- [Kutipan]
§ §
Berbagi Rasa Merdeka
Nirwan Ahmad Arsuka ;
Pemikir Kebudayaan dan Anggota
Pustaka Bergerak
|
KOMPAS, 17 Mei 2016
Di
era revolusi teknologi dan informasi ini, listrik dan buku adalah dua tanda
kemerdekaan. Keduanya membantu manusia membebaskan diri dari cengkeraman
kegelapan: kegelapan lahir dan batin.
Dengan
listrik, kekuatan indera dan otot manusia mengalami peningkatan pesat
sehingga dalam waktu singkat bisa membalik arus air, memindahkan gunung,
menandingi matahari. Dengan buku, kekuatan kognitif manusia mengalami
metamorfosis yang mungkin pelan tetapi akhirnya membuatnya sanggup bahkan
untuk membayangkan dan—sampai batas tertentu—mewujudkan sendiri alam semesta
yang lain, yang belum pernah dibayangkan sebelumnya.
§ §
- [Soal Singkat]
Tuliskan kembali dengan persis bagian kutipan dari "Berbagi Rasa Merdeka" sampai "lahir dan batin.". Gunakan hanya kutipan di atas sebagai sumber.

- [Data yang Diberikan]
§ §
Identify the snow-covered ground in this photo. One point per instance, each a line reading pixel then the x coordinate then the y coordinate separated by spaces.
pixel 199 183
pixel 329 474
§ §
- [Jawaban]
Berbagi Rasa Merdeka
Nirwan Ahmad Arsuka ;
Pemikir Kebudayaan dan Anggota
Pustaka Bergerak
|
KOMPAS, 17 Mei 2016
Di
era revolusi teknologi dan informasi ini, listrik dan buku adalah dua tanda
kemerdekaan. Keduanya membantu manusia membebaskan diri dari cengkeraman
kegelapan: kegelapan lahir dan batin.